• **TEXT EXCERPT**:
........
The bottom line of any grazing animal livestock enterprise is forage production.

Animal health, reproduction success, and adequate nutrition are critical to keeping a herd growing and increasing in number, but the key to profitability is what I’ve said many times before: weaning as many pounds of animal per forage acre as possible.

That includes hay and graze land combined because the opportunity cost of Daviess County forage land that has no mining history is grain production.

If there are areas of your perennial forage land that are in decline and in need of reseeding this fall; areas of your forage land that will not support perennial grasses and are covered with weeds during the summer, such as winter feeding areas or areas prone to winter flooding; or if there are areas of your forage land that could be in rotation with a winter cereal forage crop grown for spring harvest, warm-season summer annual grasses are a forage crop you should consider utilizing to obtain forage production that will sustain additional animals on your land.

Warm-season annuals can be planted anytime after soils warm to a consistent 65-degree temperature. Warm-season annual grasses are a truly versatile forage supplement to utilize in grazing systems.

Right now the first hay cutting is coming off.

If you have a field in a pattern of yield and quality decline, spraying a burndown now to kill the existing stand, adding adequate fertilizer, lightly tilling to smooth rough areas, and drill seeding a warm-season annual grass such as sorghum-sudan, sudan, or pearl millet will provide additional high quality forage this summer, followed this fall by additional fertilizer and new seeding of novel-endophyte fescue/orchard grass combination.

From a soil conservation and water quality standpoint, I prefer to see farms use heavy-use feeding areas of compacted rock or concrete to place hay for cattle feeding.

If you are feeding hay in areas on open pasture land, you know that those areas are without quality grass or are overgrown with broadleaf and grass weeds.

Getting forage production from these areas is possible with warm-season annual grasses. Like the renovation described above but on smaller scale, till down these sites and over seed as soon as possible.

The warm-season grass will benefit from the excess nutrients, and the soil will be covered, initiating a soil damage repair process. If a heavy-use area is not in the plan this year, return hay feeding to the site this winter but the benefit of high yielding forage has been harvested from the field instead of buttercup and cocklebur weed production.
........
• **GIVEN MATERIAL**:
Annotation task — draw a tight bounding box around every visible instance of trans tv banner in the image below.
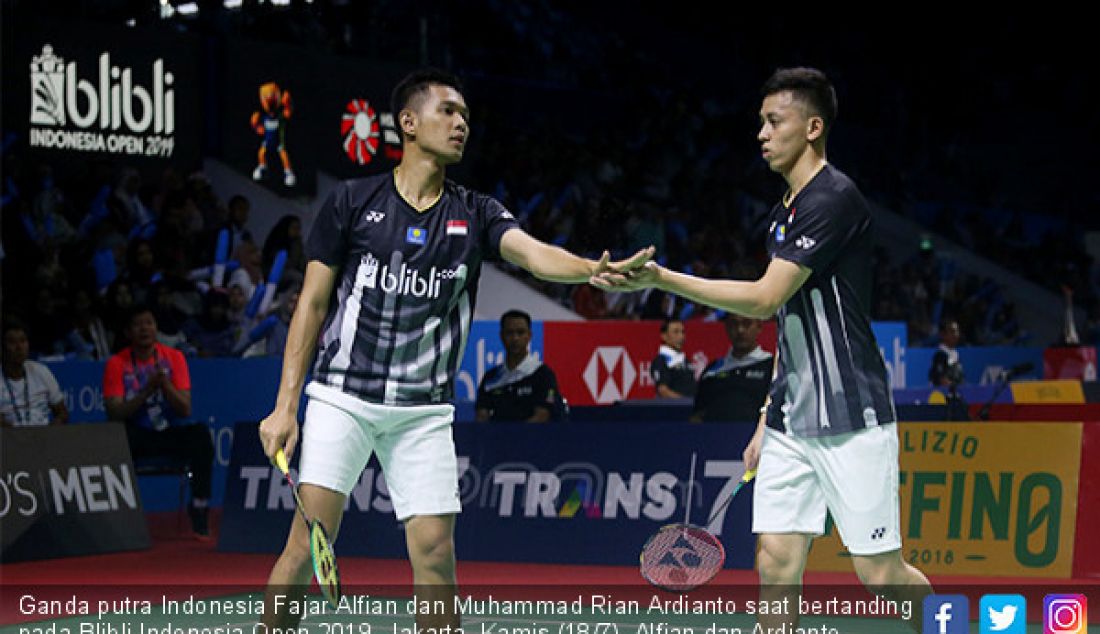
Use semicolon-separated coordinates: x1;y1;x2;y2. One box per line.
218;422;756;569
........
Continue the article on warm-season annual grasses for livestock forage, starting right after its last sentence.

Warm-season annual grasses fit well with farms harvesting cereal grains for forage in the spring. Ideally these cereal grain forage fields would be harvested in the spring, followed by a grain crop, allowing two crops to be harvested from the land: one crop to be fed, the second grown for cash.

If grain is not feasible, rotating the land with a summer annual forage grass followed with a winter cereal grain crop harvested for forage is an excellent rotation and a method of producing enormous forage yield on a per acre basis.

There are three primary warm-season annual grasses utilized in Kentucky. Sudangrass is a rapidly growing annual grass of the sorghum family. It is medium yielding and well-suited for grazing. Sudan grass grows quickly after harvest and can be grazed several times.

This grass has smaller stems making it well-suited for hay. Sorghum-sudan grass is also popular and is a true cross with sorghum and sudan grass.

It grows tall and, because of its height, is higher yielding than sudangrass but has a thick stem, making it more difficult to cure out to dry hay. Grazing or cutting for baleage is the preferred method of harvesting sorghum-sudangrass.

It will also regrow after harvest. Both sudangrass and sorghum-sudan are susceptible to nitrate toxicity if heavy fertilization is followed by dry conditions and prussic acid poisoning after frost.

Pearl millet is the most popular summer annual grass choice. It is high yielding, not susceptible to prussic acid, finer stemmed, better suited for dry hay, very drought tolerant, and will regrow after harvest.